- _What you will do_
Please gather every line in the data below that contains the word "clicks" and copy each one in full. Match case exactly.

Available records section start

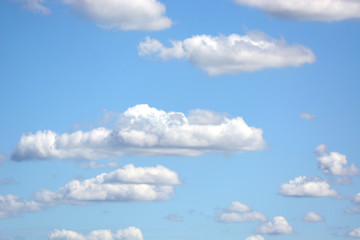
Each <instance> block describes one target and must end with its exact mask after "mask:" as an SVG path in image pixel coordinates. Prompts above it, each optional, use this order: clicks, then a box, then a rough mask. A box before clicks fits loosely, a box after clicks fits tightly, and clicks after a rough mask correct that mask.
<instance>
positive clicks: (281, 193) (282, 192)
mask: <svg viewBox="0 0 360 240" xmlns="http://www.w3.org/2000/svg"><path fill="white" fill-rule="evenodd" d="M279 193H280V194H281V195H284V196H290V197H328V196H336V195H338V193H337V191H335V190H333V189H330V185H329V184H328V183H327V182H326V181H325V180H324V179H322V178H319V177H305V176H300V177H297V178H295V179H294V180H290V181H289V183H284V184H282V185H281V186H280V189H279Z"/></svg>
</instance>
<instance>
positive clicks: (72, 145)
mask: <svg viewBox="0 0 360 240" xmlns="http://www.w3.org/2000/svg"><path fill="white" fill-rule="evenodd" d="M262 133H263V131H262V130H261V129H259V128H255V127H250V126H248V125H247V124H246V123H245V121H244V120H243V119H242V118H241V117H235V118H231V119H229V118H226V117H224V116H221V115H219V114H215V113H213V112H210V111H205V110H195V111H191V112H190V114H189V116H188V117H186V116H185V115H184V114H183V113H180V112H164V111H162V110H157V109H155V108H151V107H149V106H148V105H146V104H143V105H136V106H134V107H132V108H129V109H128V110H127V111H125V112H124V113H122V114H120V117H119V120H118V122H117V124H116V126H115V127H114V129H111V130H110V129H107V128H103V127H99V128H95V129H92V130H90V131H88V132H83V131H77V132H74V133H71V134H68V133H63V134H57V133H55V132H53V131H39V132H37V133H35V134H28V135H23V136H22V137H21V139H20V141H19V143H18V145H17V147H16V149H15V150H14V152H13V154H12V159H13V160H16V161H21V160H26V159H51V158H59V159H64V158H82V159H100V158H108V157H114V156H120V155H123V154H137V155H159V154H162V155H186V156H197V155H200V154H203V153H205V152H222V153H224V152H225V153H233V152H244V151H258V150H263V149H264V148H265V147H266V143H265V141H264V139H263V138H262Z"/></svg>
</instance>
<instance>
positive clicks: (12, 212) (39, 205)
mask: <svg viewBox="0 0 360 240" xmlns="http://www.w3.org/2000/svg"><path fill="white" fill-rule="evenodd" d="M42 208H43V206H42V205H41V204H40V203H37V202H34V201H27V200H25V199H22V198H20V197H18V196H15V195H11V194H8V195H6V196H3V195H0V218H10V217H16V216H18V215H19V214H21V213H24V212H36V211H40V210H41V209H42Z"/></svg>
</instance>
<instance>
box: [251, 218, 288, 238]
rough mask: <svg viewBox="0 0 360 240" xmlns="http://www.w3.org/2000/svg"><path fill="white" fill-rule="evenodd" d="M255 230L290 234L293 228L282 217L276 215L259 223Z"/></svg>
mask: <svg viewBox="0 0 360 240" xmlns="http://www.w3.org/2000/svg"><path fill="white" fill-rule="evenodd" d="M257 232H258V233H262V234H290V233H292V232H293V228H292V227H291V225H290V224H289V223H288V221H287V220H286V219H285V218H284V217H282V216H277V217H274V218H273V220H271V221H269V222H267V223H264V224H263V225H261V226H260V227H259V228H258V229H257Z"/></svg>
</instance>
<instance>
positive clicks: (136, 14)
mask: <svg viewBox="0 0 360 240" xmlns="http://www.w3.org/2000/svg"><path fill="white" fill-rule="evenodd" d="M63 2H64V3H65V4H69V5H71V7H72V8H73V9H74V11H75V13H77V14H79V15H81V16H83V17H85V18H86V19H89V20H92V21H95V22H96V23H97V24H98V25H99V26H100V27H102V28H115V29H120V30H147V31H152V30H155V31H156V30H163V29H166V28H169V27H171V25H172V21H171V19H170V18H168V17H166V16H165V11H166V8H165V5H164V4H162V3H161V2H159V1H157V0H63Z"/></svg>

Available records section end

- _Exercise result_
Each <instance> block describes one target and must end with its exact mask after "mask:" as an SVG path in image pixel coordinates. Prompts above it, each optional, use this order: clicks, then a box, then a rough mask. A box before clicks fits loosely, a box after clicks fits tightly, and clicks after a rough mask correct that mask.
positive clicks: (281, 193) (282, 192)
positive clicks: (72, 145)
positive clicks: (12, 212) (39, 205)
positive clicks: (136, 14)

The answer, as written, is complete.